** What you should do **
Your reply should restate the lines from the top of the entries through the line containing "Task — for every instance of the stadium roof, mark" word for word, with no pictures.

Records supplied START

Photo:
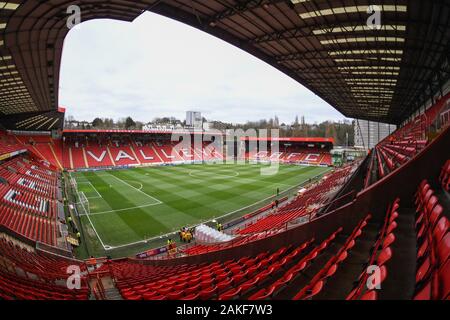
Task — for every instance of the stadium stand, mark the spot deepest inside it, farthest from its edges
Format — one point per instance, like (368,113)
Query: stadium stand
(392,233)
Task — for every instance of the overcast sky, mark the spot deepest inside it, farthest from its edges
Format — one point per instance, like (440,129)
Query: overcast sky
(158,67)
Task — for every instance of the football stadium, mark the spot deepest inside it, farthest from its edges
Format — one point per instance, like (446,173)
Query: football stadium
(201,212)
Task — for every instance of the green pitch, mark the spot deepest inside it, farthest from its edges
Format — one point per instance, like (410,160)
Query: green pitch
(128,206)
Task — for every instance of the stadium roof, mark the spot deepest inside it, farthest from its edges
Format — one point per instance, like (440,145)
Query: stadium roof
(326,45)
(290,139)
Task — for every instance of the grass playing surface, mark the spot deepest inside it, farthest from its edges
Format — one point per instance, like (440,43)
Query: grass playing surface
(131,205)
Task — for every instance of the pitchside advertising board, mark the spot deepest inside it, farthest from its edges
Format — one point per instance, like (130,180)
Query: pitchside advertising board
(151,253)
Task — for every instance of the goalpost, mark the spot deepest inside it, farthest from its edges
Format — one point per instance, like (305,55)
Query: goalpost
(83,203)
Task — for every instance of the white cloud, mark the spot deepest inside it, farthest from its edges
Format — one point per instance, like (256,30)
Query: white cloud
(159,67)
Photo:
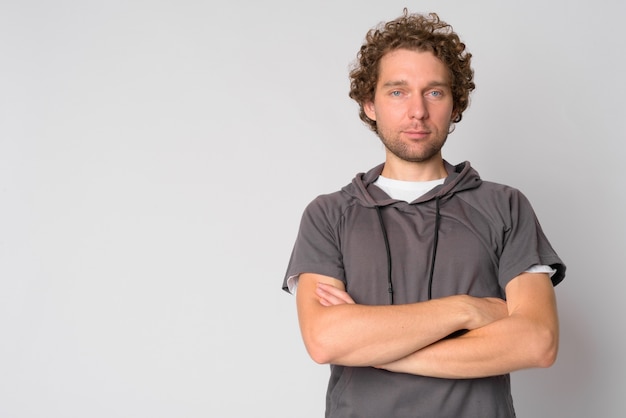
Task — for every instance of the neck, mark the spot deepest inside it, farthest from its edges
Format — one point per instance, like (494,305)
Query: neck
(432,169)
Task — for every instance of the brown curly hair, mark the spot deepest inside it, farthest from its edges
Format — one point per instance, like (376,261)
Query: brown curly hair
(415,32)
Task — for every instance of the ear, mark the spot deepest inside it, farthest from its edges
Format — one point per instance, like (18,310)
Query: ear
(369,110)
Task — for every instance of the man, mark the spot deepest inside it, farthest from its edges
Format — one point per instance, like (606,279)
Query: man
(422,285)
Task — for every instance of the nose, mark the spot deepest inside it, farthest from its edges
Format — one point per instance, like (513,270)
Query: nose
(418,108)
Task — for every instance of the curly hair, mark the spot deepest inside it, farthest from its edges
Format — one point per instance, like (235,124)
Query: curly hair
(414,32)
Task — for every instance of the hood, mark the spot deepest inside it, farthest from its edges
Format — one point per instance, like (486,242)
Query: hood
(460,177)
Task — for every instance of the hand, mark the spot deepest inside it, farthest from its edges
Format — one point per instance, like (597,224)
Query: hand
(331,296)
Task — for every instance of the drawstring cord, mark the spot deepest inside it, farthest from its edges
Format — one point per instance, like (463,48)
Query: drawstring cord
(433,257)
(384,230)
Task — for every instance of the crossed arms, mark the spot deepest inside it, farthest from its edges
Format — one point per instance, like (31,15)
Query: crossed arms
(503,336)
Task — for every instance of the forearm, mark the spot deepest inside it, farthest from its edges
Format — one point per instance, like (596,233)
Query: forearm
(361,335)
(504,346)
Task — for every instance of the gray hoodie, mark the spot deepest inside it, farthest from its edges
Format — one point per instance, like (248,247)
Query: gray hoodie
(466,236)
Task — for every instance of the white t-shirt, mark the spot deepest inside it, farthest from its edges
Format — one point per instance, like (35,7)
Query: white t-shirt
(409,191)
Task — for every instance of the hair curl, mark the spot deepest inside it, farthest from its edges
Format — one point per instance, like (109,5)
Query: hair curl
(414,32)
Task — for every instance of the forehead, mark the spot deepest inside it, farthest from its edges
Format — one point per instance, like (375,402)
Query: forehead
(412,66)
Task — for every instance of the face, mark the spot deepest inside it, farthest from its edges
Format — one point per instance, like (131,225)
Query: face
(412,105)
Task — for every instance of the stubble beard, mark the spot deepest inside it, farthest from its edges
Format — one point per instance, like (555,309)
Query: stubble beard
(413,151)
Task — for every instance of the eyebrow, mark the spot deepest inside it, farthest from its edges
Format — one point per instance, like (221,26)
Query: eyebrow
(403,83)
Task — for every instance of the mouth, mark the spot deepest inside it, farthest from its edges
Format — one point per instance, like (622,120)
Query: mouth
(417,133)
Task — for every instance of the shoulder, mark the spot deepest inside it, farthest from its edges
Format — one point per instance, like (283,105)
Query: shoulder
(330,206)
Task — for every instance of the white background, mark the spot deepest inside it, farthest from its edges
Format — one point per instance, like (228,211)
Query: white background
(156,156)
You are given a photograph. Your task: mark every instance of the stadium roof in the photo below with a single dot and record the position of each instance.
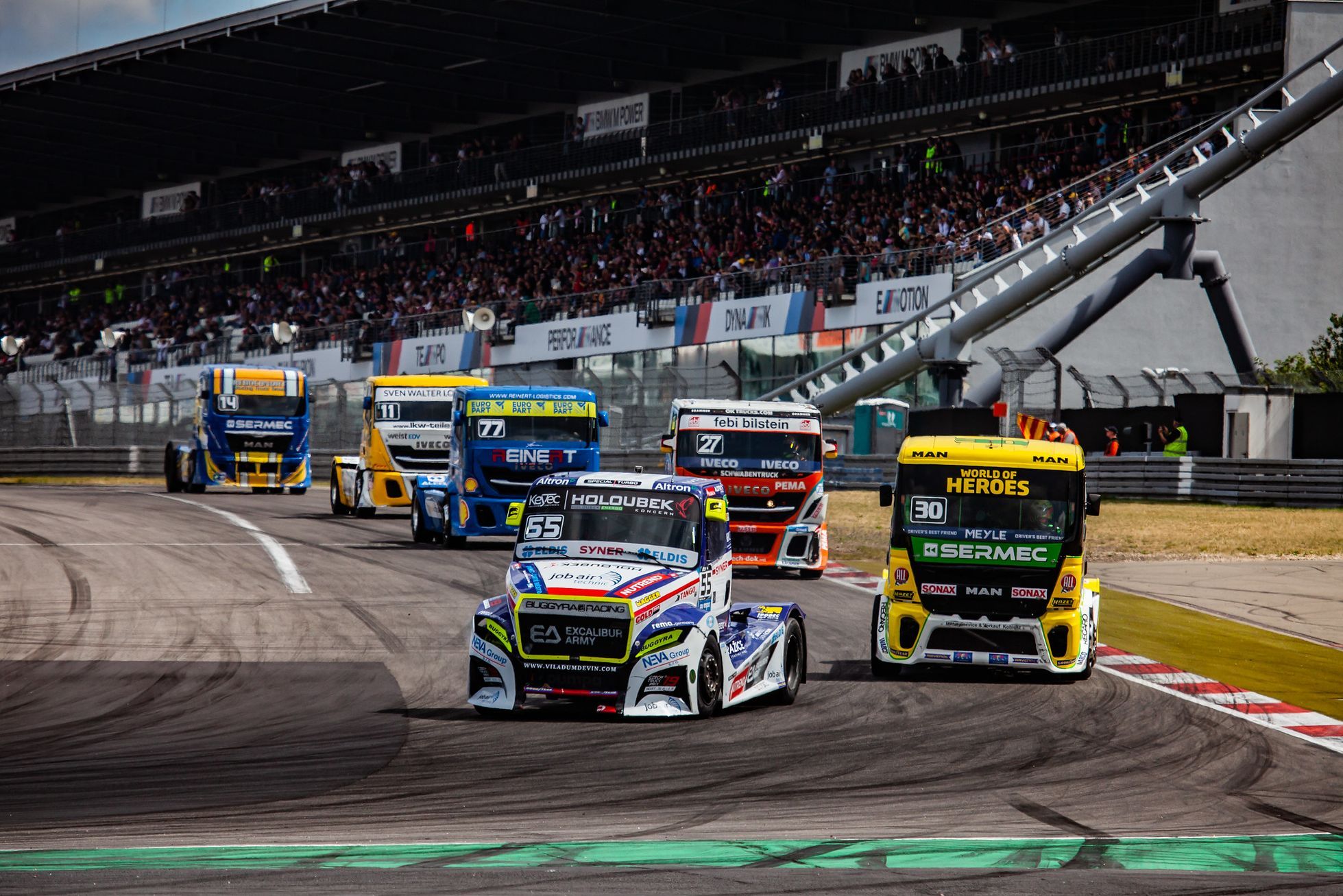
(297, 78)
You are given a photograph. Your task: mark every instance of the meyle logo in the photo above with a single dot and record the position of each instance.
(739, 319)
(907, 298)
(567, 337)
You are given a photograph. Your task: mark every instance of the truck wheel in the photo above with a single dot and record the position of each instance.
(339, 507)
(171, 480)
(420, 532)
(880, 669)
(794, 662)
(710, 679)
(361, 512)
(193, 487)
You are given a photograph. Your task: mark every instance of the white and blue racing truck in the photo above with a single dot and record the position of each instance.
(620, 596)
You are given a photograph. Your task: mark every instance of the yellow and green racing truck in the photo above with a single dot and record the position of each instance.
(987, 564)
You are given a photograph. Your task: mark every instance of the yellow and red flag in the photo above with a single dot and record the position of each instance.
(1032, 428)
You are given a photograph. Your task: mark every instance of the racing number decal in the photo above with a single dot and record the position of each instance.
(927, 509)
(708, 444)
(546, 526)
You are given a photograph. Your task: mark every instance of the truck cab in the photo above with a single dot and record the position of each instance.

Records supplied END

** Your response **
Photo:
Task — for every instance of the stadium stand, mark the spot deepest inside it, farthest from its edges
Format — one point per instance, like (368,113)
Query: stadium stand
(392,233)
Task — for every instance of the overcast sky, mark the spot deepest inside it, farthest from its edges
Format — one point per instance, like (440,129)
Query: overcast sky
(158,67)
Task — for every instance of the football stadium, mark the spot deepest inside it, farthest from its edges
Format — one point per instance, like (446,173)
Query: football stadium
(201,212)
Task — for every instance of the green pitch, mark the spot deepest inside it, farthest from its edges
Format — one point per instance, like (410,160)
Query: green pitch
(128,206)
Task — for every instance of the stadium roof, mark the spot deepest inside it, farthest from its edges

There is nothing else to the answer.